(Dataset items)
· · · ·
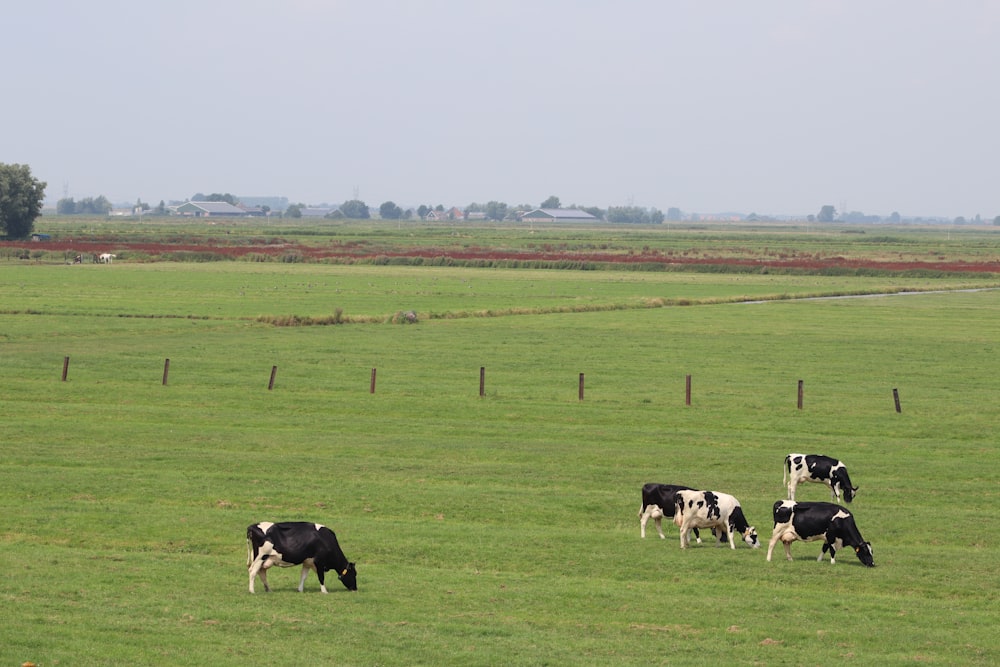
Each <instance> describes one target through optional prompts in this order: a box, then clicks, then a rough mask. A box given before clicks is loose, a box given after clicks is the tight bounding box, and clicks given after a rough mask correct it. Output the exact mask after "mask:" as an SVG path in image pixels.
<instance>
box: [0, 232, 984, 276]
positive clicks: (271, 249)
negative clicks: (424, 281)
mask: <svg viewBox="0 0 1000 667" xmlns="http://www.w3.org/2000/svg"><path fill="white" fill-rule="evenodd" d="M35 251H44V252H46V253H48V254H49V255H51V254H58V253H63V255H64V256H65V257H66V258H67V259H68V260H69V259H72V258H73V257H75V256H76V255H81V256H82V257H83V261H84V262H88V263H89V262H91V261H93V257H95V256H96V255H98V254H100V253H104V252H114V253H116V254H117V255H118V256H119V259H120V260H121V259H124V260H127V259H130V258H133V259H135V258H139V259H141V260H142V261H167V260H175V261H176V260H179V259H184V257H185V255H192V256H193V255H197V256H202V257H206V256H215V257H216V258H218V259H223V258H231V259H239V258H243V257H246V256H248V255H254V256H263V257H270V258H275V259H279V258H281V257H284V256H289V255H295V256H298V257H299V258H301V259H300V261H304V262H311V261H312V262H315V261H326V262H333V263H336V262H342V263H354V262H365V263H371V262H373V261H376V260H377V259H379V258H384V259H390V258H403V257H412V258H418V257H419V258H422V259H425V260H430V259H443V258H444V259H450V260H451V261H453V262H455V263H458V264H463V263H469V264H474V263H487V262H496V261H509V262H523V263H525V265H528V264H529V263H532V262H536V263H537V262H549V263H556V262H575V263H588V264H590V263H593V264H621V265H635V264H653V265H655V264H662V265H664V266H670V265H672V266H678V265H692V266H695V265H697V266H712V265H729V266H743V267H759V268H766V267H772V268H775V269H782V268H784V269H795V270H804V271H817V272H819V271H824V270H830V269H854V270H865V269H869V270H876V271H886V272H902V271H912V270H924V271H927V270H931V271H941V272H947V273H1000V260H991V261H966V260H949V259H947V258H941V257H931V258H928V259H926V260H921V261H916V260H913V261H889V260H876V259H850V258H845V257H816V256H809V255H803V256H798V257H797V256H780V257H764V258H761V257H733V256H721V255H720V256H712V255H711V254H699V255H698V256H686V255H678V254H672V253H671V254H664V253H662V252H659V251H656V250H646V251H643V252H641V253H635V252H627V251H622V252H617V253H616V252H608V251H593V250H578V251H577V250H553V249H547V248H538V249H532V250H501V249H496V248H476V247H465V248H461V249H456V248H437V247H420V248H408V249H405V250H388V249H384V248H379V249H373V248H372V247H370V246H369V245H367V244H365V243H363V242H355V243H347V244H344V243H339V242H338V243H332V244H328V245H310V244H301V243H293V242H286V241H281V240H274V239H272V240H260V241H252V242H243V243H225V242H220V241H205V242H199V243H197V244H190V243H133V242H127V241H124V242H123V241H114V240H104V241H100V240H87V241H81V240H74V241H62V240H54V241H47V242H41V243H39V242H29V241H4V242H0V256H6V257H21V258H24V259H28V258H29V257H30V255H31V253H32V252H35Z"/></svg>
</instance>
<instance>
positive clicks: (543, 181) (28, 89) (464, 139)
mask: <svg viewBox="0 0 1000 667" xmlns="http://www.w3.org/2000/svg"><path fill="white" fill-rule="evenodd" d="M0 21H2V25H3V33H4V37H3V39H2V40H0V61H2V62H4V63H5V67H4V70H5V71H4V76H3V78H2V79H0V163H7V164H27V165H28V166H29V167H30V168H31V171H32V174H33V175H34V176H35V177H36V178H38V179H39V180H42V181H45V182H46V183H47V184H48V187H47V189H46V200H47V201H48V202H50V203H55V201H57V200H58V199H61V198H63V197H72V198H74V199H77V200H80V199H83V198H86V197H97V196H105V197H107V198H108V199H110V200H111V201H112V202H116V203H118V202H130V203H134V202H135V201H136V200H139V199H141V200H142V201H144V202H147V203H150V204H152V205H154V206H155V205H156V204H158V203H159V202H160V201H161V200H165V201H167V202H170V201H174V200H185V199H188V198H191V197H192V196H194V195H195V194H196V193H206V194H207V193H214V192H219V193H231V194H234V195H236V196H283V197H287V198H288V199H289V200H290V201H291V202H301V203H304V204H306V205H315V204H320V203H335V204H337V203H341V202H343V201H345V200H348V199H354V198H360V199H362V200H363V201H365V202H366V203H367V204H369V205H370V206H374V207H378V206H379V205H380V204H381V203H383V202H385V201H393V202H395V203H397V204H398V205H400V206H404V207H408V206H417V205H419V204H427V205H430V206H436V205H437V204H444V205H445V206H446V207H449V206H459V207H464V206H466V205H468V204H470V203H473V202H477V203H486V202H488V201H500V202H505V203H508V204H510V205H511V206H517V205H521V204H529V205H532V206H537V205H538V204H540V203H541V202H542V201H543V200H545V199H546V198H548V197H549V196H551V195H555V196H557V197H559V199H560V201H561V202H562V204H563V206H569V205H572V204H576V205H580V206H598V207H601V208H606V207H608V206H642V207H656V208H659V209H660V210H663V211H666V210H667V209H668V208H671V207H676V208H679V209H681V210H682V211H684V212H685V213H720V212H729V211H733V212H742V213H751V212H754V213H758V214H761V215H806V214H810V213H812V214H815V213H818V212H819V210H820V209H821V208H822V207H823V206H824V205H833V206H834V207H835V208H836V209H837V211H840V212H848V211H861V212H864V213H866V214H868V215H881V216H887V215H890V214H891V213H893V212H899V213H900V214H901V215H903V216H927V217H950V218H953V217H957V216H964V217H966V218H970V219H971V218H974V217H975V216H976V215H981V216H982V217H983V218H987V219H992V218H993V217H994V216H996V215H1000V3H998V2H995V0H840V1H833V0H822V1H821V0H767V1H765V2H748V1H747V0H714V1H713V2H701V1H698V0H503V1H500V0H496V1H492V0H489V1H488V0H420V1H417V0H394V1H390V0H281V1H277V0H266V1H265V0H170V1H169V2H167V1H166V0H148V1H144V2H136V1H135V0H89V1H88V2H77V1H75V0H32V2H16V3H9V6H7V7H5V8H4V11H3V16H2V18H0Z"/></svg>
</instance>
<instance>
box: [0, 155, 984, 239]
mask: <svg viewBox="0 0 1000 667" xmlns="http://www.w3.org/2000/svg"><path fill="white" fill-rule="evenodd" d="M46 186H47V184H46V183H44V182H42V181H39V180H38V179H37V178H35V177H33V176H32V175H31V168H30V167H29V166H28V165H21V164H4V163H0V237H3V238H8V239H19V238H27V237H28V236H30V235H31V233H32V231H33V229H34V221H35V218H37V217H38V216H39V215H41V212H42V203H43V201H44V198H45V188H46ZM272 199H275V200H280V201H282V202H285V201H287V200H286V199H285V198H283V197H282V198H272ZM187 201H223V202H227V203H229V204H231V205H233V206H241V202H240V200H239V198H238V197H236V196H234V195H232V194H230V193H217V192H216V193H212V194H208V195H206V194H203V193H200V192H199V193H196V194H195V195H194V196H193V197H192V198H191V199H189V200H187ZM178 203H184V202H178ZM244 208H246V207H244ZM254 208H255V210H258V211H261V212H263V213H265V214H267V215H271V214H276V215H279V216H282V217H290V218H299V217H302V211H303V209H306V208H312V207H307V206H306V205H305V204H302V203H296V204H288V205H287V207H285V208H284V210H280V209H279V210H276V211H275V210H272V209H271V207H270V206H269V205H267V204H264V205H261V206H259V207H254ZM323 208H329V209H330V211H329V212H328V213H327V214H326V216H325V217H327V218H343V219H360V220H364V219H368V218H371V217H372V210H373V209H372V208H371V207H369V206H368V205H367V204H366V203H365V202H364V201H362V200H360V199H357V198H355V199H349V200H347V201H345V202H343V203H342V204H340V205H339V206H330V207H323ZM537 208H541V209H561V208H564V207H563V206H562V202H561V201H560V199H559V197H557V196H555V195H552V196H550V197H548V198H547V199H546V200H545V201H543V202H541V203H540V204H539V205H538V206H532V205H530V204H521V205H518V206H510V205H508V204H507V203H505V202H500V201H489V202H487V203H485V204H480V203H475V202H473V203H471V204H469V205H467V206H465V207H464V208H458V207H451V208H449V209H446V208H445V206H444V205H443V204H438V205H437V206H434V207H431V206H428V205H426V204H421V205H420V206H417V207H416V208H407V209H403V208H402V207H400V206H398V205H397V204H396V203H395V202H393V201H385V202H383V203H382V204H381V205H380V206H379V207H378V209H377V210H378V215H379V217H380V218H382V219H385V220H411V219H413V218H414V217H416V218H419V219H421V220H425V219H427V218H428V217H429V216H430V215H431V213H432V212H433V213H443V212H448V215H447V219H450V220H458V219H464V220H469V219H475V220H493V221H502V220H518V219H520V216H521V215H523V214H524V213H526V212H528V211H531V210H534V209H537ZM565 208H568V209H573V210H581V211H585V212H587V213H589V214H590V215H593V216H594V217H595V218H597V219H598V220H602V221H604V222H611V223H632V224H662V223H663V222H665V221H666V222H681V221H683V220H684V219H685V216H684V213H683V212H682V211H681V210H680V209H679V208H676V207H671V208H668V209H667V212H666V213H664V212H663V211H660V210H659V209H657V208H655V207H652V208H646V207H642V206H633V205H629V206H609V207H608V208H606V209H604V208H600V207H598V206H580V205H576V204H573V205H571V206H568V207H565ZM112 210H113V206H112V204H111V202H110V201H109V200H108V198H107V197H105V196H104V195H100V196H98V197H86V198H84V199H81V200H79V201H77V200H75V199H73V198H72V197H64V198H62V199H60V200H59V201H58V202H57V203H56V213H57V214H59V215H108V214H110V213H111V212H112ZM132 212H133V214H139V215H144V214H148V215H169V214H170V207H169V206H168V205H167V204H166V202H165V201H163V200H161V201H160V203H159V205H157V206H155V207H154V206H150V205H149V204H147V203H145V202H143V201H142V200H141V199H139V200H137V201H136V203H135V206H133V207H132ZM459 212H460V215H461V217H459ZM743 219H744V220H746V221H751V222H752V221H763V220H769V219H771V218H768V217H767V216H758V215H757V214H756V213H751V214H749V215H748V216H745V217H743ZM806 220H807V221H808V222H820V223H833V222H846V223H878V222H888V223H899V222H903V219H902V217H901V216H900V214H899V213H898V212H896V211H894V212H893V213H892V214H891V215H890V216H888V218H885V219H883V218H881V217H880V216H866V215H865V214H863V213H861V212H859V211H851V212H838V211H837V210H836V208H835V207H834V206H832V205H830V204H825V205H823V206H822V207H821V208H820V210H819V212H818V213H817V214H816V215H809V216H807V217H806ZM913 220H914V221H916V222H921V221H923V219H921V218H915V219H913ZM929 221H942V220H934V219H931V220H929ZM943 221H945V222H946V221H947V220H943ZM951 222H953V223H955V224H968V223H973V224H983V223H984V222H985V220H983V219H982V218H981V217H980V216H979V215H976V216H975V217H974V218H972V219H970V220H967V219H966V218H965V217H964V216H958V217H957V218H954V219H953V220H952V221H951ZM992 222H993V224H994V225H996V226H1000V215H998V216H996V217H994V218H993V221H992Z"/></svg>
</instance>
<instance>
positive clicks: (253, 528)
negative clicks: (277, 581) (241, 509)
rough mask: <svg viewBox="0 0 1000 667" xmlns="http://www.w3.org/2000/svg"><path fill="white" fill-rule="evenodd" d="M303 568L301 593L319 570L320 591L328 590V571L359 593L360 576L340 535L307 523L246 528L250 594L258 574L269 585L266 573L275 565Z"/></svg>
mask: <svg viewBox="0 0 1000 667" xmlns="http://www.w3.org/2000/svg"><path fill="white" fill-rule="evenodd" d="M295 565H301V566H302V578H301V579H299V592H300V593H301V592H302V588H303V587H304V586H305V583H306V576H307V575H308V574H309V570H315V571H316V577H317V578H318V579H319V588H320V590H321V591H323V592H324V593H326V592H327V590H326V581H325V580H326V572H327V571H328V570H333V571H334V572H336V573H337V577H338V578H339V579H340V582H341V583H342V584H344V586H345V587H347V590H349V591H356V590H358V573H357V570H356V569H355V568H354V563H351V562H348V560H347V556H345V555H344V552H343V550H341V548H340V544H339V543H338V542H337V536H336V535H334V533H333V531H332V530H330V529H329V528H327V527H326V526H323V525H320V524H318V523H309V522H306V521H288V522H285V523H271V522H270V521H262V522H261V523H255V524H253V525H251V526H247V569H248V570H250V592H251V593H253V592H254V590H253V583H254V579H255V578H256V577H257V575H260V580H261V582H263V584H264V590H265V591H270V590H271V588H270V587H269V586H268V585H267V570H268V569H269V568H272V567H274V566H278V567H294V566H295Z"/></svg>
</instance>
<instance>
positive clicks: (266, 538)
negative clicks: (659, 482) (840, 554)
mask: <svg viewBox="0 0 1000 667" xmlns="http://www.w3.org/2000/svg"><path fill="white" fill-rule="evenodd" d="M782 478H783V481H787V483H788V500H779V501H778V502H776V503H774V508H773V512H772V513H773V515H774V516H773V518H774V529H773V530H772V531H771V541H770V543H769V544H768V545H767V560H768V561H770V560H771V554H772V553H773V551H774V547H775V545H776V544H777V543H778V542H779V541H780V542H781V543H782V544H783V545H784V547H785V557H786V558H787V559H788V560H792V550H791V545H792V542H796V541H799V540H801V541H804V542H811V541H813V540H823V549H822V551H820V554H819V558H817V559H816V560H817V561H822V560H823V556H824V555H825V554H826V552H827V551H829V552H830V562H831V563H836V562H837V561H836V556H837V551H839V550H840V549H843V548H844V547H850V548H852V549H854V553H855V554H857V556H858V559H859V560H860V561H861V562H862V563H863V564H864V565H867V566H868V567H875V560H874V558H873V556H872V547H871V544H870V543H869V542H865V541H864V539H863V538H862V537H861V532H860V531H859V530H858V527H857V525H855V523H854V515H853V514H851V513H850V512H849V511H848V510H846V509H844V508H843V507H841V506H840V505H839V504H835V503H816V502H796V501H795V489H796V487H797V486H798V484H799V483H800V482H819V483H822V484H826V485H827V486H828V487H829V488H830V492H831V494H832V496H833V500H835V501H837V502H838V503H839V502H840V499H841V496H843V499H844V501H845V502H851V501H852V500H853V499H854V494H855V492H857V490H858V487H856V486H852V485H851V478H850V477H849V476H848V474H847V466H845V465H844V464H843V463H841V462H840V461H838V460H837V459H833V458H830V457H829V456H821V455H818V454H789V455H788V456H786V457H785V465H784V473H783V475H782ZM665 516H666V517H672V518H673V522H674V525H676V526H677V527H678V528H680V536H681V548H682V549H685V548H687V546H688V544H689V543H690V536H691V534H692V533H693V534H694V536H695V539H696V540H697V541H698V542H699V543H700V542H701V534H700V530H701V529H704V528H709V529H711V531H712V534H713V535H714V536H715V538H716V540H717V541H718V544H724V543H725V542H726V541H728V542H729V548H731V549H735V548H736V543H735V541H734V538H733V536H734V535H735V534H737V533H738V534H740V535H741V536H742V537H743V541H744V542H746V543H747V544H748V545H750V546H751V547H753V548H754V549H758V548H760V542H759V541H758V539H757V530H756V529H755V528H754V527H753V526H751V525H750V523H749V522H748V521H747V519H746V516H744V514H743V508H742V507H741V506H740V502H739V501H738V500H737V499H736V498H735V497H733V496H731V495H729V494H728V493H720V492H718V491H699V490H697V489H692V488H690V487H687V486H679V485H675V484H655V483H651V484H646V485H645V486H643V487H642V506H641V507H640V508H639V526H640V536H641V537H646V524H647V522H648V521H649V519H653V522H654V525H655V526H656V531H657V532H658V533H659V535H660V538H661V539H663V538H665V537H666V536H665V535H664V534H663V527H662V520H663V517H665ZM296 565H301V566H302V575H301V577H300V578H299V592H302V590H303V587H304V586H305V582H306V577H307V576H308V575H309V571H310V570H313V571H314V572H316V577H317V578H318V579H319V586H320V590H321V591H323V592H324V593H326V592H327V590H326V573H327V572H335V573H336V574H337V578H338V579H340V582H341V583H342V584H344V586H345V587H346V588H347V590H350V591H356V590H358V572H357V569H356V568H355V565H354V563H352V562H350V561H349V560H348V559H347V557H346V556H345V555H344V552H343V550H342V549H341V548H340V544H339V543H338V542H337V536H336V535H335V534H334V532H333V531H332V530H330V529H329V528H327V527H326V526H323V525H321V524H318V523H309V522H305V521H290V522H284V523H272V522H269V521H264V522H261V523H255V524H252V525H250V526H248V527H247V569H248V570H249V574H250V592H251V593H253V592H254V581H255V580H256V579H257V577H260V580H261V583H263V584H264V590H265V591H270V590H271V588H270V586H268V584H267V571H268V570H269V569H270V568H272V567H294V566H296Z"/></svg>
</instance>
· · · ·
### EXERCISE DESCRIPTION
Repeat the records above exactly, from the first line through the line containing "positive clicks: (271, 249)", and leave out the pictures.

### FINAL ANSWER
Each <instance> describes one target through optional prompts in this order: a box, then clicks, then a rough mask. A box given before clicks is loose, a box given after clicks is the tight bounding box, and clicks given after a rough mask correct it. Output the exact mask after "mask:" as an SVG path in image pixels.
<instance>
box: [0, 232, 984, 276]
positive clicks: (271, 249)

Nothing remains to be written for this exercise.